[Task description]
Answer these from the monkeypox screening article:
1. Who directs the CITES wild animals and plants protection division?
2. What were DNP staff told to wear during checks on monkeys?
3. From which continent were the imported animals whose health histories the DNP is checking?

[Provided text]
+--
Wildlife screening at Suvarnabhumi tightened as monkeypox spreads
The National Parks, Wildlife and Plant Conservation Department (DNP) has tightened screening of wildlife imports as well as indigenous monkeys in a bid prevent monkeypox entering Thailand.
The new measures were adopted following a meeting of wildlife officials and businesses organised by the DNP. Attendees agreed on new screening guidelines for wildlife imports at airports. Meanwhile the DNP is seeking to restrict imports of wild animals until monkeypox-control measures are in place.
Prasert Sornsathapornkul, director of the CITES wild animals and plants protection division, said the meeting sought solutions amid growing concern over the global spread of monkeypox.
Thailand has a large population of indigenous monkeys that could act as carriers of the disease.
Also present at the meeting were DNP Wildlife Health Management Division chief Pattarapol Maneeon and officials from wildlife checkpoints at Suvarnabhumi and other airports.
As of Monday, there had been no reports of monkeypox cases detected in Thailand.
Pattarapol said monkeypox had been added to the list of diseases screened for in the DNP’s regular surveys of monkeys in Thailand. He highlighted the risks of wildlife staff being infected by secretions from the animals, adding DNP staff had been told to wear gloves and footwear during checks on monkeys.
He also advised people worried about monkeypox to monitor the news closely and avoid contact with potential monkeypox carriers such as rodents and primates. They should also wash their hands with soap and clean water immediately after touching these animals and see a doctor immediately if they develop symptoms such as fever, headache, muscle aches and rash.
Meanwhile the DNP is checking health histories of all animals imported from Africa over the past year.
Monkeypox is endemic in central and west Africa but has spread to more than 20 countries across the Americas, Europe, the Middle East and Asia this month.
+--
[Recorded information]
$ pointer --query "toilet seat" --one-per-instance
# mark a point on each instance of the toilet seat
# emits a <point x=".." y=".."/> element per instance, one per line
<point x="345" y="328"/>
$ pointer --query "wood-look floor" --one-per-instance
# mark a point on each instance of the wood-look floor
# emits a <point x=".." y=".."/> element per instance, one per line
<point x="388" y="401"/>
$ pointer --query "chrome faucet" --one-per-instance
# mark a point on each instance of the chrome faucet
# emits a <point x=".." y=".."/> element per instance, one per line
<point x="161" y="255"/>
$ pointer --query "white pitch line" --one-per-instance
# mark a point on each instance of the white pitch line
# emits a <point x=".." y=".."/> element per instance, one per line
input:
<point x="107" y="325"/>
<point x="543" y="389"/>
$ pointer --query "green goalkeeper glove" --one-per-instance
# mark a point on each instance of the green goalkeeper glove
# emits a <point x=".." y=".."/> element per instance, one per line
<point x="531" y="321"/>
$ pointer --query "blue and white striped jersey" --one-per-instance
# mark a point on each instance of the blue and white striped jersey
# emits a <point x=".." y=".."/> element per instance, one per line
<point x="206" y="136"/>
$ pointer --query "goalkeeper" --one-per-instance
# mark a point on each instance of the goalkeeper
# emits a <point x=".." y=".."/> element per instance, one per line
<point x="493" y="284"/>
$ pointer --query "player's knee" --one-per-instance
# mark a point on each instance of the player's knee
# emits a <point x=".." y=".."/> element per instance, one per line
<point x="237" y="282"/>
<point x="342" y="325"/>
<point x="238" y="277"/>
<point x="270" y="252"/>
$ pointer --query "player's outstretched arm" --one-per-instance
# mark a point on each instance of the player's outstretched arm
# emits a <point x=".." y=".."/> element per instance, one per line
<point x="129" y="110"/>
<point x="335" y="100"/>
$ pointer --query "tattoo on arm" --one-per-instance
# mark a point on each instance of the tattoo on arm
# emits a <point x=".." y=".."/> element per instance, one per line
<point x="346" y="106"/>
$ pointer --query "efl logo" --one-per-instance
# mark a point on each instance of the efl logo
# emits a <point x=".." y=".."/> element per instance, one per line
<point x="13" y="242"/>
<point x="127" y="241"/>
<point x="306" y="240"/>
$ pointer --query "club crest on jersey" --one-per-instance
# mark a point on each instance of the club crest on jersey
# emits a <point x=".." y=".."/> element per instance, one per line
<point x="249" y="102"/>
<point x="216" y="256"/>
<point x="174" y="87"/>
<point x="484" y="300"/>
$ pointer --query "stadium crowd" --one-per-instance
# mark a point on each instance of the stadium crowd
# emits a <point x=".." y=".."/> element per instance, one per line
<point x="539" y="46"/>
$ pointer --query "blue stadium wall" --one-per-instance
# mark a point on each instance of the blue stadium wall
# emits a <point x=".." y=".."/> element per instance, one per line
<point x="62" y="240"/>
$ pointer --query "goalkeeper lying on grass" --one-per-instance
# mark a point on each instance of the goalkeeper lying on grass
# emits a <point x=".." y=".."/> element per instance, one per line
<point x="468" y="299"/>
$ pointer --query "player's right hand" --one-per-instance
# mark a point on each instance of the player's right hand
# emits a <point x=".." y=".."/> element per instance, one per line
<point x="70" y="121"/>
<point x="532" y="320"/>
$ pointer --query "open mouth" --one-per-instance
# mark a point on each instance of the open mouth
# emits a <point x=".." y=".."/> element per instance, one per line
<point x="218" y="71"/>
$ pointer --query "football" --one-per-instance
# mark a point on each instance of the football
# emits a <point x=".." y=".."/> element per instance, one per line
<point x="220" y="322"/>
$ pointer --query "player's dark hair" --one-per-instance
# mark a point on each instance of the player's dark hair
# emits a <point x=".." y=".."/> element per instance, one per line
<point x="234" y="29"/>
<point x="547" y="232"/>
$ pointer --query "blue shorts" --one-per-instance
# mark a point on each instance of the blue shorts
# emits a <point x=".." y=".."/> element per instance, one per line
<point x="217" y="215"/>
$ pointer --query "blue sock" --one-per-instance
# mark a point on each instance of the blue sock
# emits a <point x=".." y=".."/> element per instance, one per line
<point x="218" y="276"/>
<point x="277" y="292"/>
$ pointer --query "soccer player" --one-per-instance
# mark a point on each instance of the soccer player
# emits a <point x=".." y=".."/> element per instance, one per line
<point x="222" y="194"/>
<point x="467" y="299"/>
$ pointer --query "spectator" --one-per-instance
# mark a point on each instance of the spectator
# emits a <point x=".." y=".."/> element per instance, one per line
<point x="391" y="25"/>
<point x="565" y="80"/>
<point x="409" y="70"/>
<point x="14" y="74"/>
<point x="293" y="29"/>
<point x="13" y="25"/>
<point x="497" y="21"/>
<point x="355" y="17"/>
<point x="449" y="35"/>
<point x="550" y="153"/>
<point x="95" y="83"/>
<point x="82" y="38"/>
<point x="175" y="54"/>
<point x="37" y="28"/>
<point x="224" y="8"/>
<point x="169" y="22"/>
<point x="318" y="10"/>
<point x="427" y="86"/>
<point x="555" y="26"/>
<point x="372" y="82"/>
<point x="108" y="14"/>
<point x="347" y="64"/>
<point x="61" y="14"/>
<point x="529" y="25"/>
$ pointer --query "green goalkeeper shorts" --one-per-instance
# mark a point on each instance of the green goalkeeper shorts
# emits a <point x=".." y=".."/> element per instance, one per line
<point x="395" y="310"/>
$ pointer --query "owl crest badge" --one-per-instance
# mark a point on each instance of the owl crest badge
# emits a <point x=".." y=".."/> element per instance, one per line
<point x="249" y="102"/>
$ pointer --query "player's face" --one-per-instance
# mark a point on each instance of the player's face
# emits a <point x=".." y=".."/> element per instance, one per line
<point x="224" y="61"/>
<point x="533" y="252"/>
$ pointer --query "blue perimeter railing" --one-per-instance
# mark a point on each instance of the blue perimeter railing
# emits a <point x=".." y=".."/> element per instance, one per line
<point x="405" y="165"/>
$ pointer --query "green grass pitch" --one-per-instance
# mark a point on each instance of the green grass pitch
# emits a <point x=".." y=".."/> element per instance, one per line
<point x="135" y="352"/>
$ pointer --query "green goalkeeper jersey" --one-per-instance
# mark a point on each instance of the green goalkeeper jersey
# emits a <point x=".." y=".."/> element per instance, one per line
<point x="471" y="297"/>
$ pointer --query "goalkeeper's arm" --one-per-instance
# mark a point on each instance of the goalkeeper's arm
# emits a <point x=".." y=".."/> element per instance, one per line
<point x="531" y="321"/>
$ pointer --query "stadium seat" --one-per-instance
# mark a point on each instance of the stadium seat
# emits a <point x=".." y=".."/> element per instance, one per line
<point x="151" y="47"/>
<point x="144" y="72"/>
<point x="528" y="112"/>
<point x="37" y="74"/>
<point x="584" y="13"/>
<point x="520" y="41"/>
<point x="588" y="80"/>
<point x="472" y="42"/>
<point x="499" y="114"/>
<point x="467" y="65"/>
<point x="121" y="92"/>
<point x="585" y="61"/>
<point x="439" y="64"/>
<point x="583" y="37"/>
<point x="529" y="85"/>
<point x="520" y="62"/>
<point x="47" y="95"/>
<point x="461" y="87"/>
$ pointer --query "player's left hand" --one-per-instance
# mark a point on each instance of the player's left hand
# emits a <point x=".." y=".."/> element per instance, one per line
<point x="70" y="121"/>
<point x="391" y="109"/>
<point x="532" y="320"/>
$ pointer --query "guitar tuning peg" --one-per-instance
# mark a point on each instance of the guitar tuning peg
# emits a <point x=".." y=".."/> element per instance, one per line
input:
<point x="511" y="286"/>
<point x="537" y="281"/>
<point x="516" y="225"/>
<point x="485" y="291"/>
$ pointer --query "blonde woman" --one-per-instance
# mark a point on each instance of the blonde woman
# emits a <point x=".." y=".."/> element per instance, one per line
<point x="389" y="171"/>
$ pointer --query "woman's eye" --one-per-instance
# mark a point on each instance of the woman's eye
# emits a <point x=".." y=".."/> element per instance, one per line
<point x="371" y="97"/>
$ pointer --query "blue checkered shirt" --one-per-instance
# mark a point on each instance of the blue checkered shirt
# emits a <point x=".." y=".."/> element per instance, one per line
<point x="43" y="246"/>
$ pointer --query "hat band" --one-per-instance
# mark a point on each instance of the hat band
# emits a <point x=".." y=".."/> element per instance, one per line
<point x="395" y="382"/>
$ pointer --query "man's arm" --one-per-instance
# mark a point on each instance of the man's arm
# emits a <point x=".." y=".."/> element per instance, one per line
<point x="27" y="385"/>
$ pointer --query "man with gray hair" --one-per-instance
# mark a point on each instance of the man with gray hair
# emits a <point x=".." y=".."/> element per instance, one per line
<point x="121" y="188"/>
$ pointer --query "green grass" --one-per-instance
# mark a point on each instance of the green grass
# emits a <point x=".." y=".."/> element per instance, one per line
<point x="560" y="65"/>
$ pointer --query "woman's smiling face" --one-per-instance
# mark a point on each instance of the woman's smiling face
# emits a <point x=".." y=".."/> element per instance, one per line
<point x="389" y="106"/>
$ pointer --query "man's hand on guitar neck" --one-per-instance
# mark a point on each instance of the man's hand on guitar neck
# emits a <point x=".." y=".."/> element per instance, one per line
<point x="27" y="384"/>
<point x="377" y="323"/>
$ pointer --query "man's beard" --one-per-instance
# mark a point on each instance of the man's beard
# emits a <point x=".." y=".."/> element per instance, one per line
+--
[Solution for this exercise]
1. Prasert Sornsathapornkul
2. Gloves and footwear
3. Africa